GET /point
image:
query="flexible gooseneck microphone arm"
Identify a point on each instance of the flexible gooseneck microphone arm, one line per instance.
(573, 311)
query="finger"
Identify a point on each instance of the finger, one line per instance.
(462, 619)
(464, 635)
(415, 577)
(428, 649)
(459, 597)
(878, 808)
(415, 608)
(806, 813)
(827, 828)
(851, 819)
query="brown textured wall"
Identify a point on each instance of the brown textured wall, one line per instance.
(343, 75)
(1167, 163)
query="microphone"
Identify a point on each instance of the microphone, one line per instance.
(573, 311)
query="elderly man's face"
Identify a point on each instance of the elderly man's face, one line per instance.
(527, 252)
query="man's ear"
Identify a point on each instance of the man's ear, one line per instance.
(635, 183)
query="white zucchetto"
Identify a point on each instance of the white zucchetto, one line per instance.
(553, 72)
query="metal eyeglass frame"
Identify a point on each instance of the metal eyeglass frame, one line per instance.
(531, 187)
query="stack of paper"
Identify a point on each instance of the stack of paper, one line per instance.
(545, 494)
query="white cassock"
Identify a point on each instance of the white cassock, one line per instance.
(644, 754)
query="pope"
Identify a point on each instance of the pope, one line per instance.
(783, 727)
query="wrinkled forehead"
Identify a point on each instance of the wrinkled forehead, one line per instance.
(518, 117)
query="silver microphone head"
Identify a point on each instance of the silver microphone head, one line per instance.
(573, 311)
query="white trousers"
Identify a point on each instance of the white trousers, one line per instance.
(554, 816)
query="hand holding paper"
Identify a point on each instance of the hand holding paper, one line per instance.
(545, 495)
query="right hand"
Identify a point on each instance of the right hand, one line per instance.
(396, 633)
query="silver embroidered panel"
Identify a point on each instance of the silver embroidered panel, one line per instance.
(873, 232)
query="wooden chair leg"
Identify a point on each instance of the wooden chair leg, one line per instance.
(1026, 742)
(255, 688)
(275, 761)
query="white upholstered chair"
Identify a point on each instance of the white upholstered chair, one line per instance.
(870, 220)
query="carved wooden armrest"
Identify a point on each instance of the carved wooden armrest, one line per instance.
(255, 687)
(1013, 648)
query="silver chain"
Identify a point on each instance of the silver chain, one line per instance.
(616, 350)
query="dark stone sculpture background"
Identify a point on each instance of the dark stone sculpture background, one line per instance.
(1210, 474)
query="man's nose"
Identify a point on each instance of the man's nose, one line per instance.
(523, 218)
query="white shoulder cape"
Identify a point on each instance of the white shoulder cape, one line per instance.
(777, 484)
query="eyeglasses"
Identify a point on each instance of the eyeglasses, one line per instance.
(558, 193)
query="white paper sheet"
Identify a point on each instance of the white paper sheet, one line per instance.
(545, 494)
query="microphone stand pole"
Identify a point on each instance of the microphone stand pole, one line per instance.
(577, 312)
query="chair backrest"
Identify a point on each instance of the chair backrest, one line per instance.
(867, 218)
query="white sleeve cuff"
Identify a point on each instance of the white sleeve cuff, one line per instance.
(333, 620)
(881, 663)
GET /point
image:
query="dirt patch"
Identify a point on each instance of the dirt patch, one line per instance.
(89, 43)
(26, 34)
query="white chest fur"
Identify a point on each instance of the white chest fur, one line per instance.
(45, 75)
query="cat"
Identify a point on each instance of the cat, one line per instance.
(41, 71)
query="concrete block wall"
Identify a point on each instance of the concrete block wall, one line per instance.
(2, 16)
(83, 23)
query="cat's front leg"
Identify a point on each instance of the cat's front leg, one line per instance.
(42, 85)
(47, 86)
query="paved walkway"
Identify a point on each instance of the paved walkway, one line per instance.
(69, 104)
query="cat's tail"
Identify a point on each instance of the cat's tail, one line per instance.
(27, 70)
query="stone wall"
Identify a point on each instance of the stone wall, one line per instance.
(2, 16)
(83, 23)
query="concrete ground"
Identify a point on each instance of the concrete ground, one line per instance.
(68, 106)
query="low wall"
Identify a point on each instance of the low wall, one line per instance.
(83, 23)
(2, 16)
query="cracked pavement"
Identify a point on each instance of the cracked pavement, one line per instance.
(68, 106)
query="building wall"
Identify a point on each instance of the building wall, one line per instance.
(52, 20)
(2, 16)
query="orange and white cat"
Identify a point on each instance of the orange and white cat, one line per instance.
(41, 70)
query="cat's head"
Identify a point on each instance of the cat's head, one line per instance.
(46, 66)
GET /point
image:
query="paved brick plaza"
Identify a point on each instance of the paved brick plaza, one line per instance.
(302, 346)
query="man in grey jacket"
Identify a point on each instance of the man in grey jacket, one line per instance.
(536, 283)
- - - - - - -
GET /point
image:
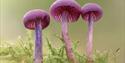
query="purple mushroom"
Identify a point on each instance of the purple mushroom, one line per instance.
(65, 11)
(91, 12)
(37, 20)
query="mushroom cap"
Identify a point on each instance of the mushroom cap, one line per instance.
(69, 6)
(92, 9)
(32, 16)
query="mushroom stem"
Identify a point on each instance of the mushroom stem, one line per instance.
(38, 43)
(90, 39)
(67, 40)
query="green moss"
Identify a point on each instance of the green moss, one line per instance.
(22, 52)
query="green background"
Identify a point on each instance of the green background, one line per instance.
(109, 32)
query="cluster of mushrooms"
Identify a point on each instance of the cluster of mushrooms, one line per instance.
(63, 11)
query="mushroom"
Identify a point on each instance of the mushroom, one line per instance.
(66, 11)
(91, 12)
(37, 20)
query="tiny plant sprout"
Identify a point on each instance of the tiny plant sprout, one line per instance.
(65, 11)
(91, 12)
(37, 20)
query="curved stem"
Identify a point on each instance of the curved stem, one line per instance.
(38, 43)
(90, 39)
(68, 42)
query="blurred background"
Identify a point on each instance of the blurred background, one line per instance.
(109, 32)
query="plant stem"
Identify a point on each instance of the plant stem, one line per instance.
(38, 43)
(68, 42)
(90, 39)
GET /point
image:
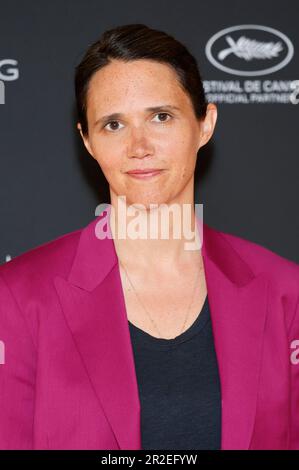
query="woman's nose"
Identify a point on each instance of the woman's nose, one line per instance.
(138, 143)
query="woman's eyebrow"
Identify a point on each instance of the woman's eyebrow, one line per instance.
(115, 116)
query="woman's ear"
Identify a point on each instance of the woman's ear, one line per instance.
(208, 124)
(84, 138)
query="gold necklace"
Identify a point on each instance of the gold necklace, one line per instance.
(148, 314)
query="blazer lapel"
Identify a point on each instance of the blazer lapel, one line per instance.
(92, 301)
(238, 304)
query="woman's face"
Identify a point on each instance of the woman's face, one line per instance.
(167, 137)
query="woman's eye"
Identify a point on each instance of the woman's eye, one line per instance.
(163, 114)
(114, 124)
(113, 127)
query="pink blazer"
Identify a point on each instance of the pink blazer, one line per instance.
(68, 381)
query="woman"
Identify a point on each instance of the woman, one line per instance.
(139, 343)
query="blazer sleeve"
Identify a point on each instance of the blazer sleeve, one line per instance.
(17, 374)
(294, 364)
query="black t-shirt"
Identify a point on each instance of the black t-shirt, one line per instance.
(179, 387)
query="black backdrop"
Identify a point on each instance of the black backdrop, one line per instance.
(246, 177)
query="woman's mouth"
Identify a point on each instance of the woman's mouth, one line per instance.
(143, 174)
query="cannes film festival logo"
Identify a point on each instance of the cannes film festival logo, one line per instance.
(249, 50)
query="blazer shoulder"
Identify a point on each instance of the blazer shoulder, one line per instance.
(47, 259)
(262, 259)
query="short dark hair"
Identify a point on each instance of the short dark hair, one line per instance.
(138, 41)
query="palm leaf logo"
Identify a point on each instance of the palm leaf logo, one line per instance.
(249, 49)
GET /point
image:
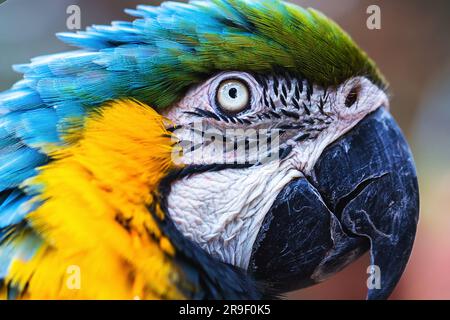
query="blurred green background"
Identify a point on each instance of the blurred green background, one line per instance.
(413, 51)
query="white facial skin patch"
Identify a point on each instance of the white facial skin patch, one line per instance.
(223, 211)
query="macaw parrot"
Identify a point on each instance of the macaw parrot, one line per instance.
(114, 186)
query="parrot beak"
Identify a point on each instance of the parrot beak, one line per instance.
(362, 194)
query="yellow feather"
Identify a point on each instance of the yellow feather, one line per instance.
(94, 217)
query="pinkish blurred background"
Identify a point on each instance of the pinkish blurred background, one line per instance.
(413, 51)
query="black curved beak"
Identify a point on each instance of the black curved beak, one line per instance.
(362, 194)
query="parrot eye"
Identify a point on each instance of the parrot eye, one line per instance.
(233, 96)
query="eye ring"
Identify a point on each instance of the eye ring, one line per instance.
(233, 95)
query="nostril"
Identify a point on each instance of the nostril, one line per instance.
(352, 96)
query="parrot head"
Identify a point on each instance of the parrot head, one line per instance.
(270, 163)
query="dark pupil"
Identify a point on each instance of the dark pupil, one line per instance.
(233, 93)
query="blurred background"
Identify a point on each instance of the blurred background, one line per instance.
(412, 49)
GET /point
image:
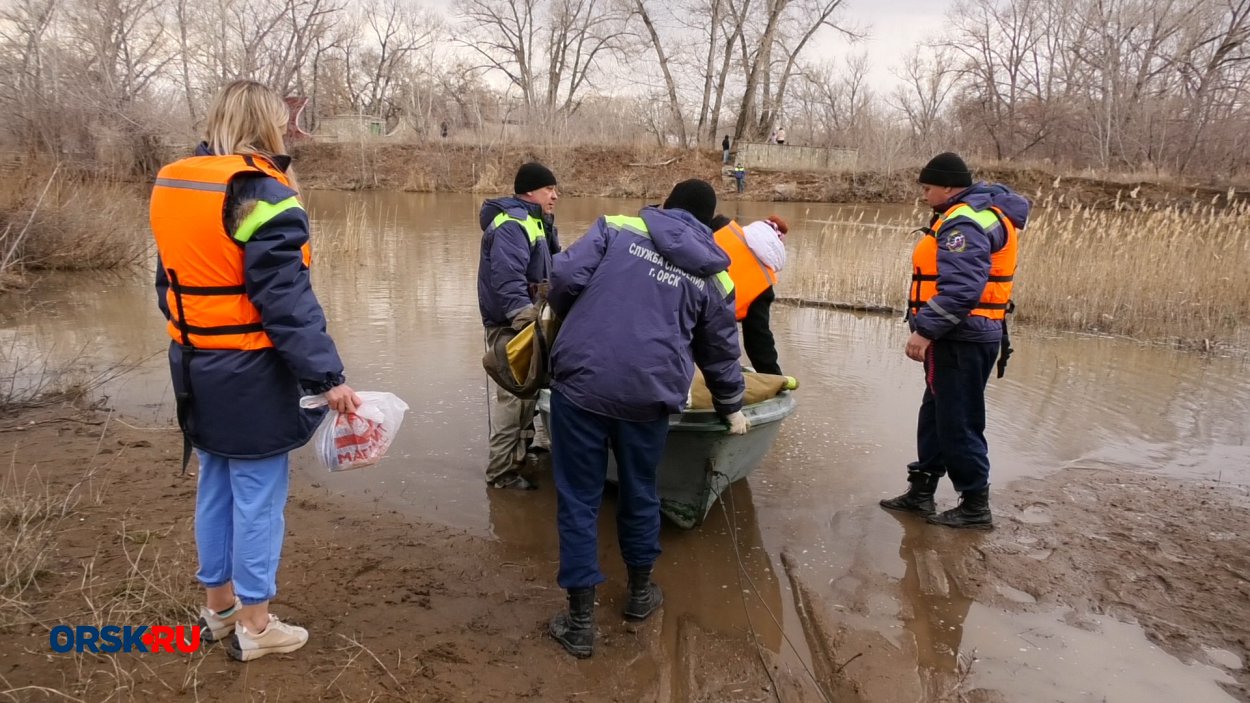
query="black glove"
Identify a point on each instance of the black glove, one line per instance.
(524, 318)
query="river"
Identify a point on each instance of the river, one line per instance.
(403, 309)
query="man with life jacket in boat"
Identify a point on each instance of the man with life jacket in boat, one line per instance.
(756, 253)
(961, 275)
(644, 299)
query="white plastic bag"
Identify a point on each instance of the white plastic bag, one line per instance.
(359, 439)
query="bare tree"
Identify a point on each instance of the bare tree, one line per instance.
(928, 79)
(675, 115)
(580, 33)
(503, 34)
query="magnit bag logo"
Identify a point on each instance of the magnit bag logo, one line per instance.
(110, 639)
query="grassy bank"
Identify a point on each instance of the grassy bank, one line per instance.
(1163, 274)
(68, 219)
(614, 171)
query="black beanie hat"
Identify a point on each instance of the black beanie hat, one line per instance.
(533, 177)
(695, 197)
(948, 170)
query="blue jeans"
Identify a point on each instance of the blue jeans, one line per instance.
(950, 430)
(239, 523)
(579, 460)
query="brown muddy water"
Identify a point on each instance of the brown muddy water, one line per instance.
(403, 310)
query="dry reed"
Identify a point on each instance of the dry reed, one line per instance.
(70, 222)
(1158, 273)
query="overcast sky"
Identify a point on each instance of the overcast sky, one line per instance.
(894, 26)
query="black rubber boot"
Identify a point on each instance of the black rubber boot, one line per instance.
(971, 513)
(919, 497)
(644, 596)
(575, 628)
- - - - - - -
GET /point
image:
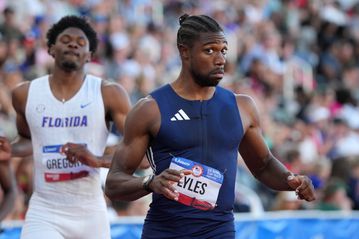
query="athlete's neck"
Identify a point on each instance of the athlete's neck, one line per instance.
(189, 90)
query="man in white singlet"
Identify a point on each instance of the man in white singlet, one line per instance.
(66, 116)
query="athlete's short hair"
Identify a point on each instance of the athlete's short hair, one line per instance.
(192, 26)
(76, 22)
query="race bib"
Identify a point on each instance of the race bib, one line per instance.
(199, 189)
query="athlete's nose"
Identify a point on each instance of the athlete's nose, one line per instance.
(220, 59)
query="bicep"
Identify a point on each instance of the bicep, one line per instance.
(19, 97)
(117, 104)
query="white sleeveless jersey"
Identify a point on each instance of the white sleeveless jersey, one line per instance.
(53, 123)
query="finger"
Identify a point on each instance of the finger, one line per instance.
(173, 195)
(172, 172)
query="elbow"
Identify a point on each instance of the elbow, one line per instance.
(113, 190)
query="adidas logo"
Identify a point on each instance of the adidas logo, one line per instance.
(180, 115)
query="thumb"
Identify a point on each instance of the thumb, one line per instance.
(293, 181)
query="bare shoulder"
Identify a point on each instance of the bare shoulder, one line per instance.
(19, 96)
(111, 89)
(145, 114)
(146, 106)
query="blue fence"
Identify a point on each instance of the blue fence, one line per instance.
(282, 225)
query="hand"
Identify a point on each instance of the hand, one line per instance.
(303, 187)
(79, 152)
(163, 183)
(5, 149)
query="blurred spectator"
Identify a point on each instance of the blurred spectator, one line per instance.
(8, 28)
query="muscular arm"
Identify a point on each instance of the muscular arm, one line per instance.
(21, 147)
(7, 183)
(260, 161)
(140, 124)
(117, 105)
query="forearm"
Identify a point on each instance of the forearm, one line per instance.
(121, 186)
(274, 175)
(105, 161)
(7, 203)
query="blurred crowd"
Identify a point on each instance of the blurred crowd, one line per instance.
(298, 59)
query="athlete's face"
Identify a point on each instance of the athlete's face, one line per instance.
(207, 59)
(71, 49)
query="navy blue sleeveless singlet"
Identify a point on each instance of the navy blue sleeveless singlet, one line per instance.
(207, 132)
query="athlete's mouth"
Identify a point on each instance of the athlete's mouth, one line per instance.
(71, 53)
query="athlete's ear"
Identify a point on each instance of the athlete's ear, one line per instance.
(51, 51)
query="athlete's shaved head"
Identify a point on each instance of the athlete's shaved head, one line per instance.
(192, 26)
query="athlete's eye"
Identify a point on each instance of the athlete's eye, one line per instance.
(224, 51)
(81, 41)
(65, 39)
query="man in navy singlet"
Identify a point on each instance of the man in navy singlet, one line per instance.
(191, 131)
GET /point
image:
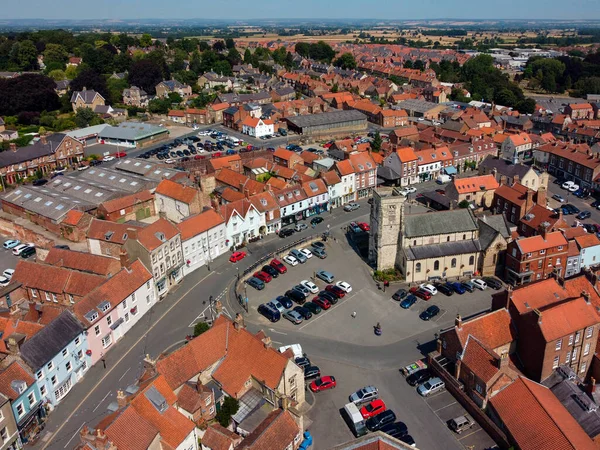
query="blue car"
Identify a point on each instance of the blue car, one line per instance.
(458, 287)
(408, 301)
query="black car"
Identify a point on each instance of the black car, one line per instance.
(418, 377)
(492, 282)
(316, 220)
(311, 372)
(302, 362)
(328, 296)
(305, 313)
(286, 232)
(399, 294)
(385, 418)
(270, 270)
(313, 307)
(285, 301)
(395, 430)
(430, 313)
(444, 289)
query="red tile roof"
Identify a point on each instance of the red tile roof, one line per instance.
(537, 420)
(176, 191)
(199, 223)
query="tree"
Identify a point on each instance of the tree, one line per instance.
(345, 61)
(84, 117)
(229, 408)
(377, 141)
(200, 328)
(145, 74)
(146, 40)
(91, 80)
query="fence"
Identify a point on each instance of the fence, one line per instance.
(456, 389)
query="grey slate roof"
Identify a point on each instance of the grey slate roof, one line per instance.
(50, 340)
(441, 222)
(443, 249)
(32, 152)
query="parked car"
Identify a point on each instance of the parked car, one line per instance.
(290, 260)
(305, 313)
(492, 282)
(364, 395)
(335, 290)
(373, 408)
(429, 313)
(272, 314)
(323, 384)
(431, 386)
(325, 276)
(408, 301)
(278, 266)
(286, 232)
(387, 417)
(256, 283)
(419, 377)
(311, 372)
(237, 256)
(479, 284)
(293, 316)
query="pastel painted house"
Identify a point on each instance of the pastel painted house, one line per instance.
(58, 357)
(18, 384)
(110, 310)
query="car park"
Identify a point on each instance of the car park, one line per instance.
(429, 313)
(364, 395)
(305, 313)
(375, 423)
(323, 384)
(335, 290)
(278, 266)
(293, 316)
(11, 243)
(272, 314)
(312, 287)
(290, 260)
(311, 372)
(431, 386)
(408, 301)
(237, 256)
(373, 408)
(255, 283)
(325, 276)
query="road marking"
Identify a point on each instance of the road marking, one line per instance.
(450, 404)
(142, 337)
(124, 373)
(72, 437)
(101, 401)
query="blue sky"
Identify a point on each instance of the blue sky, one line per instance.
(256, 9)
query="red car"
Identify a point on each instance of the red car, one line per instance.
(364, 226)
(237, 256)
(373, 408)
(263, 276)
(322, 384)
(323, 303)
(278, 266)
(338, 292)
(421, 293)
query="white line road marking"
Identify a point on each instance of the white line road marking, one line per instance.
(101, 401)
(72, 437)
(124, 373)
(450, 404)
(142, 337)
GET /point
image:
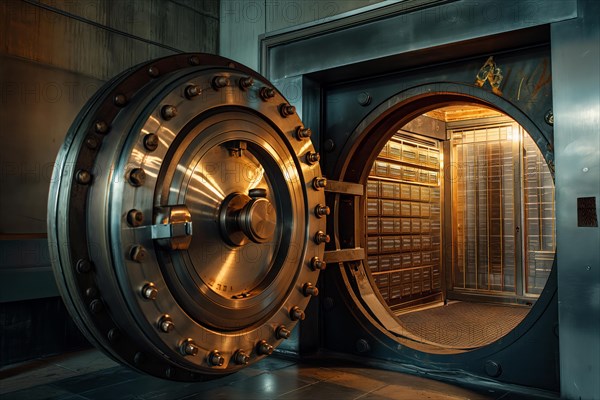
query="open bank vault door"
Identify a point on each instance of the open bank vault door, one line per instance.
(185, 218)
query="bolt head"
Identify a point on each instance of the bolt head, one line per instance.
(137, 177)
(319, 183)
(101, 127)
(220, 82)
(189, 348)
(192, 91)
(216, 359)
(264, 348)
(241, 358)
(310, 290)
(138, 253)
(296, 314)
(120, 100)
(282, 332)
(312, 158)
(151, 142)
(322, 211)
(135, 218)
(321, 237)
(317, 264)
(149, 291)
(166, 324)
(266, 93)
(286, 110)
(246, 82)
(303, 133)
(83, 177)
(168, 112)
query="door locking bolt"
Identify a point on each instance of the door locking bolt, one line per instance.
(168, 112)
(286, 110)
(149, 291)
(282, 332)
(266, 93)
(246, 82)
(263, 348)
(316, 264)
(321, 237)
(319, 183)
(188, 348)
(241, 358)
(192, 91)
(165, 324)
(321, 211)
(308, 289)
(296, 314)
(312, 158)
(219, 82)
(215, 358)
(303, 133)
- - - - - - -
State how many lines in the material above contain the string "backdrop". Give only the number.

** Completed exercise **
2